- Required work
Can you set out every row below as a numbered list, skipping any blank lines?

Saved dataset items
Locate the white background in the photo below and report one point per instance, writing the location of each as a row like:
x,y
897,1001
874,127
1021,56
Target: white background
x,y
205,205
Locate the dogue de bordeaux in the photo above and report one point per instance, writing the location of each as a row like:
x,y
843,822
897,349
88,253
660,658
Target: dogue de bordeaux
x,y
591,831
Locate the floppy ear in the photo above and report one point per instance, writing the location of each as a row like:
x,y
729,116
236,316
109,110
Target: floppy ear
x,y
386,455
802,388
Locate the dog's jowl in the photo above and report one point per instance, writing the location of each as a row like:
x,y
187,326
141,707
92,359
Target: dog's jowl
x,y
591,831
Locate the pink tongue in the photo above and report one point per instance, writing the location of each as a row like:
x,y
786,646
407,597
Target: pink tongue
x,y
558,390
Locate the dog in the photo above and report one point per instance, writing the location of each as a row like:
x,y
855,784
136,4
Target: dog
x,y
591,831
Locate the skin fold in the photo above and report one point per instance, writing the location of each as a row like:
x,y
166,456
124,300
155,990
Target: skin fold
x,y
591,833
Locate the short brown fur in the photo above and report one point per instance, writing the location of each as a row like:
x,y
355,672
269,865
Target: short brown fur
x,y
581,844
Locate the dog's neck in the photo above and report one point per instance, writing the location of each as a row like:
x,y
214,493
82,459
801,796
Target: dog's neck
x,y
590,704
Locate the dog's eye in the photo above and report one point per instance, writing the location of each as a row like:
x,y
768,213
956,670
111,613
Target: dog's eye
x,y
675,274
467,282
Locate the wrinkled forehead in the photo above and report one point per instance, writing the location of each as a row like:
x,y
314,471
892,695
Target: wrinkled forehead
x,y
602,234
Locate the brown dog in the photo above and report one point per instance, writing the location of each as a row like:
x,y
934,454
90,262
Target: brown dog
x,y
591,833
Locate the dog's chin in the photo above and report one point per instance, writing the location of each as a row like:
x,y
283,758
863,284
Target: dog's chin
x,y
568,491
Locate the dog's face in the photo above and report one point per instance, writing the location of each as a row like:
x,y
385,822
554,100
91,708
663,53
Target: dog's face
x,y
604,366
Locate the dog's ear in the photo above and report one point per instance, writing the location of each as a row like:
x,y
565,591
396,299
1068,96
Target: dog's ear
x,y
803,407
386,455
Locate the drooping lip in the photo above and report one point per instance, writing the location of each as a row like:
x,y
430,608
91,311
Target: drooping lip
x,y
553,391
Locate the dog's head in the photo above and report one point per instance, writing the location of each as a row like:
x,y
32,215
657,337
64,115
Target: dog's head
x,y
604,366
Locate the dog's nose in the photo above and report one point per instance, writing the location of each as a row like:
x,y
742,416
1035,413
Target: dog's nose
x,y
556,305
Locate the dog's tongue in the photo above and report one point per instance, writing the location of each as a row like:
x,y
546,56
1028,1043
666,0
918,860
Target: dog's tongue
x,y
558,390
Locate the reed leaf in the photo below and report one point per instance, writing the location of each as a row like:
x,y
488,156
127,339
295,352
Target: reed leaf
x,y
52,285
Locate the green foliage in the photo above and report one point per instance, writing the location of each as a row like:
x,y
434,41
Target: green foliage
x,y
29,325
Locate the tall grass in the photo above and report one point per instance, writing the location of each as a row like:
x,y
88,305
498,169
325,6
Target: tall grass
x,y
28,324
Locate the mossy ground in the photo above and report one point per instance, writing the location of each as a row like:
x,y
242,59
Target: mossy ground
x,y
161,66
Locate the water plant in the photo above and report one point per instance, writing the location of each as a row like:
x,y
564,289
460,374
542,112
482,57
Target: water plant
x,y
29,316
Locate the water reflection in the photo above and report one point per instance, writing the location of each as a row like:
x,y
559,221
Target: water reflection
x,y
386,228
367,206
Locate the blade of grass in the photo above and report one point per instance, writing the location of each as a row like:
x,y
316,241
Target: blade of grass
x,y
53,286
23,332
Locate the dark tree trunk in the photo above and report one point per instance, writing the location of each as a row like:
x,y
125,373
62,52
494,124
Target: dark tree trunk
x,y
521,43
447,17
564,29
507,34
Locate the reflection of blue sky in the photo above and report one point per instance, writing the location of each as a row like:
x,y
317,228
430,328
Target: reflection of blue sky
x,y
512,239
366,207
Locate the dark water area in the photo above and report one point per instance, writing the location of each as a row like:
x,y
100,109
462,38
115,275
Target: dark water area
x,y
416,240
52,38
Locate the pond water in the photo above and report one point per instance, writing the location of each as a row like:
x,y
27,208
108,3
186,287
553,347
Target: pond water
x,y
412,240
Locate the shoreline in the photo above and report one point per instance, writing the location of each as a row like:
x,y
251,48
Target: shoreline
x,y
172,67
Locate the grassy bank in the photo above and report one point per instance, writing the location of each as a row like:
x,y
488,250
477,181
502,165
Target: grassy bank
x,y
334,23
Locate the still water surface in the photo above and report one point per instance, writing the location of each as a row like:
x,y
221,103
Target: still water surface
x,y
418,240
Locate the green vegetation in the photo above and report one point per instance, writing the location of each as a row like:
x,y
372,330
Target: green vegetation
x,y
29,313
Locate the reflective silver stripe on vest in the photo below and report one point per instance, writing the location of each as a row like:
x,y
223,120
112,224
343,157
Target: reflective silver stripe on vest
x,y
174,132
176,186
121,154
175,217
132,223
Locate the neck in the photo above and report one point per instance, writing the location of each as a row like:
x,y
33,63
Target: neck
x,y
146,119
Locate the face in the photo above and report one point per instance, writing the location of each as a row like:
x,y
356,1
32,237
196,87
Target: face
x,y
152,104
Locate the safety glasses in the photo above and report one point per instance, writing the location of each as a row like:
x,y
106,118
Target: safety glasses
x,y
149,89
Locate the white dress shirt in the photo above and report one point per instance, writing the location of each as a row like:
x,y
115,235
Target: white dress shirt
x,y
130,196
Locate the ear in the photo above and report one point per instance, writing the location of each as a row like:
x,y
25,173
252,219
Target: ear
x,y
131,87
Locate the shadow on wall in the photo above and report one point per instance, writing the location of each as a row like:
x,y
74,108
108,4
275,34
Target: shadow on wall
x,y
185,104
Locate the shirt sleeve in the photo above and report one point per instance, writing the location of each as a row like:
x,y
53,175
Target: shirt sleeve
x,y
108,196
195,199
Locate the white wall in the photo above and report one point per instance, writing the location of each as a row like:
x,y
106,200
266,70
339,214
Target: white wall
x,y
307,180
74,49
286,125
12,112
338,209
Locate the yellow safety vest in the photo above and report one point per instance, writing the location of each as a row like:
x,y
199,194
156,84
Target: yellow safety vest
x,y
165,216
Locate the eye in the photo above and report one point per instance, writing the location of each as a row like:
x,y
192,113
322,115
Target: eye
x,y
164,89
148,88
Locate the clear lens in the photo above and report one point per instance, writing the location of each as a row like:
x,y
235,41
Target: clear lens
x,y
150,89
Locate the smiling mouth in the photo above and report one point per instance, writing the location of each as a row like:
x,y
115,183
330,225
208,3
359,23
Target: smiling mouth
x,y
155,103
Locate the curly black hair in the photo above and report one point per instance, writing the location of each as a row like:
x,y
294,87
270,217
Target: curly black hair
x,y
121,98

- Task output
1. Locate the white background in the photo below and report one point per instance, writing the location of each as a row like:
2. x,y
3. 897,1001
4. 874,127
5. 1021,56
6. Target: white background
7. x,y
8. 205,205
9. Locate the dogue de bordeaux in the photo above and report one point per instance, writing the location of each as a row like:
10. x,y
11. 843,822
12. 897,349
13. 88,253
14. 660,658
15. Target: dogue de bordeaux
16. x,y
17. 591,831
18. Locate the floppy ear in the photo above and report one point per instance, writing the location of each as a row like:
19. x,y
20. 729,116
21. 236,316
22. 109,110
23. Target: floppy ear
24. x,y
25. 386,455
26. 802,388
27. Locate the dog's jowl in the photo above and report one point per instance, writing the location of each as a row like:
28. x,y
29. 187,326
30. 141,707
31. 92,359
32. Target: dog's jowl
33. x,y
34. 591,831
35. Locate the pink tongue in the photo above and report one point per instance, writing the location of each as a row like:
36. x,y
37. 786,646
38. 407,597
39. Target: pink tongue
40. x,y
41. 558,390
42. Locate the dog in the photo above and report one point per instance, writing the location of each as a row like:
43. x,y
44. 855,784
45. 136,4
46. Target: dog
47. x,y
48. 591,831
49. Locate the skin fold in the photo above and report one point per instance, writing the location of each as a row like:
50. x,y
51. 166,456
52. 124,300
53. 155,990
54. Target: skin fold
55. x,y
56. 591,833
57. Locate the short brown fur in the photo above and report one point per instance, writing the location of each as a row like:
58. x,y
59. 355,672
60. 269,865
61. Target: short brown fur
62. x,y
63. 581,844
64. Locate the dog's neck in the photo above and report one point per instance, writing the location of each as a row like:
65. x,y
66. 214,493
67. 82,459
68. 801,796
69. Target: dog's neck
70. x,y
71. 590,704
72. Locate the dog's eye in the photo above and report one point per instance, writing the location of each as a row like:
73. x,y
74. 768,213
75. 956,670
76. 111,613
77. Target: dog's eye
78. x,y
79. 675,274
80. 467,282
81. Locate the wrinkled forehead in the photo above and report one point per instance, writing the location of each as a row like:
82. x,y
83. 314,471
84. 892,695
85. Target: wrinkled forehead
86. x,y
87. 602,234
88. Locate the brown dog in the photo above and report one point per instance, writing the location of each as a row like:
89. x,y
90. 934,454
91. 90,262
92. Target: brown dog
93. x,y
94. 591,833
95. Locate the dog's chin in the photo above and report one point per instance, writing the location of each as a row like:
96. x,y
97. 283,758
98. 863,284
99. Target: dog's chin
100. x,y
101. 568,491
102. Locate the dog's face in the photo above and report one point per instance, writing the location of each as a row like:
103. x,y
104. 385,822
105. 554,100
106. 91,708
107. 663,53
108. Target: dog's face
109. x,y
110. 604,366
111. Locate the dog's ear in the photo above and report one point per instance, writing the location of each as a row like:
112. x,y
113. 565,591
114. 396,299
115. 1068,96
116. Target: dog's ear
117. x,y
118. 803,407
119. 386,455
120. Locate the drooping lip in the photo above and report one point per instance, writing the location of each as a row like:
121. x,y
122. 430,608
123. 91,311
124. Target: drooping lip
125. x,y
126. 553,391
127. Locate the dog's head in the photo above and report one point per instance, writing the location of each as a row like:
128. x,y
129. 32,215
130. 657,337
131. 64,115
132. Target: dog's head
133. x,y
134. 604,366
135. Locate the dog's nose in the photo above and report one point per instance, writing the location of each as a row like:
136. x,y
137. 742,416
138. 1035,413
139. Target: dog's nose
140. x,y
141. 556,305
142. Locate the dog's tongue in the photo above and report one point per instance, writing the location of each as a row like:
143. x,y
144. 546,56
145. 1028,1043
146. 666,0
147. 918,860
148. Target: dog's tongue
149. x,y
150. 558,390
151. Locate the reed leaf in the photo below and report one point per instance, writing the location of each as a row like:
152. x,y
153. 488,156
154. 127,339
155. 295,352
156. Target: reed leaf
157. x,y
158. 52,285
159. Locate the green foliage in the photo above and report one point per instance, writing the location of each as a row like:
160. x,y
161. 434,41
162. Target: green foliage
163. x,y
164. 29,325
165. Locate the tall grass in the photo above and report one point per instance, writing the location of each as a row like:
166. x,y
167. 88,305
168. 498,169
169. 325,6
170. Target: tall grass
171. x,y
172. 28,324
173. Locate the mossy ground in the photo above and report one point per instance, writing the location of each as a row like:
174. x,y
175. 242,59
176. Target: mossy ground
177. x,y
178. 161,66
179. Locate the water plant in the photo above and report one point per instance, writing the location of each as a row like:
180. x,y
181. 564,289
182. 460,374
183. 542,112
184. 482,57
185. Target: water plant
186. x,y
187. 29,316
188. Locate the water reflection in the photo above and report one point per instance, writing the location of each as a row like:
189. x,y
190. 559,221
191. Target: water reflection
192. x,y
193. 386,228
194. 367,206
195. Locate the blade of grass in the photo above and report one point per instance, writing the location of each as a row like:
196. x,y
197. 316,241
198. Target: blade of grass
199. x,y
200. 53,286
201. 23,332
202. Locate the dark tree trunk in the photo above and report one point per instance, writing the location of each as a row like:
203. x,y
204. 125,373
205. 62,52
206. 494,124
207. Target: dark tree trunk
208. x,y
209. 521,43
210. 447,17
211. 564,29
212. 507,34
213. Locate the reflection of blue sky in the photo above and report one point per instance, writing the location of each as a row like:
214. x,y
215. 317,228
216. 430,328
217. Target: reflection of blue sky
218. x,y
219. 512,239
220. 366,207
221. Locate the dark water area in the photo above and report one point per instance, writing the location of each as a row like:
222. x,y
223. 100,109
224. 462,38
225. 115,275
226. Target: dark water area
227. x,y
228. 416,240
229. 52,38
230. Locate the pond water in the photo above and report one point per instance, writing the location of each as a row like:
231. x,y
232. 27,208
233. 108,3
234. 186,287
235. 553,347
236. Target: pond water
237. x,y
238. 412,240
239. Locate the shoreline in the photo above and report one point per instance, writing the location of each as a row like:
240. x,y
241. 251,48
242. Target: shoreline
243. x,y
244. 172,67
245. Locate the grassy bank in the photo above and report one point per instance, writing the location of each as a row like:
246. x,y
247. 488,250
248. 477,181
249. 502,165
250. Target: grassy bank
251. x,y
252. 334,23
253. Locate the still water surface in the photo above and report one point per instance, writing the location of each as a row like:
254. x,y
255. 221,103
256. Target: still water surface
257. x,y
258. 418,240
259. Locate the green vegetation in the photo above and report one point per instance, writing the location of each as a row like:
260. x,y
261. 372,330
262. Target: green vegetation
263. x,y
264. 29,313
265. Locate the reflective silver stripe on vest in the photo below and report one point per instance, writing the location of each as a row like:
266. x,y
267. 223,120
268. 112,224
269. 343,157
270. Target: reflective silver stripe on vest
271. x,y
272. 174,132
273. 176,186
274. 121,154
275. 175,217
276. 132,223
277. Locate the neck in the photo above and report one point per instance, writing the location of each as a row like:
278. x,y
279. 33,63
280. Target: neck
281. x,y
282. 146,119
283. Locate the face in the photo above and report one point per instance, writing the location of each as a row like:
284. x,y
285. 356,1
286. 32,237
287. 196,87
288. Target: face
289. x,y
290. 152,104
291. Locate the safety glasses in the photo above and report one point per instance, writing the location of each as a row like:
292. x,y
293. 106,118
294. Target: safety glasses
295. x,y
296. 149,89
297. Locate the white dress shirt in the photo above and report one point per instance, writing the location of each as a row like:
298. x,y
299. 115,235
300. Target: white dress shirt
301. x,y
302. 130,196
303. Locate the ear in the photo above and report one point per instance, writing the location of each as a row like:
304. x,y
305. 25,173
306. 252,219
307. Target: ear
308. x,y
309. 131,87
310. Locate the shadow on wall in the photo above and report one point per instance, writing the location of each as a row like:
311. x,y
312. 74,108
313. 108,4
314. 275,34
315. Target: shadow on wall
316. x,y
317. 185,104
318. Locate the shirt sleeve in the photo above and report one point per instance, writing the location of each as a row like:
319. x,y
320. 53,175
321. Target: shirt sleeve
322. x,y
323. 108,196
324. 195,199
325. Locate the white wall in the photo above and report one point per instance, writing the location of each as a row like:
326. x,y
327. 106,200
328. 266,70
329. 339,214
330. Target: white wall
331. x,y
332. 307,180
333. 74,49
334. 286,125
335. 12,112
336. 338,209
337. Locate the yellow safety vest in the photo above and report one point per instance, writing the location of each as a row like:
338. x,y
339. 199,194
340. 156,84
341. Target: yellow safety vest
342. x,y
343. 165,216
344. Locate the eye in the photo above and report one point per instance, writing the location of each as a row like:
345. x,y
346. 192,113
347. 322,115
348. Target: eye
349. x,y
350. 164,89
351. 148,88
352. Locate the clear lens in the photo above and report one point per instance, writing the location of each as a row like:
353. x,y
354. 235,41
355. Target: clear lens
356. x,y
357. 150,89
358. Locate the smiling mouth in the photo above and report one point per instance, writing the location of each as a row like:
359. x,y
360. 115,183
361. 330,225
362. 208,3
363. 359,23
364. Target: smiling mouth
365. x,y
366. 155,103
367. Locate the curly black hair in the photo above and report one point per instance, writing the location of each as a row like:
368. x,y
369. 294,87
370. 270,217
371. Target: curly black hair
372. x,y
373. 121,98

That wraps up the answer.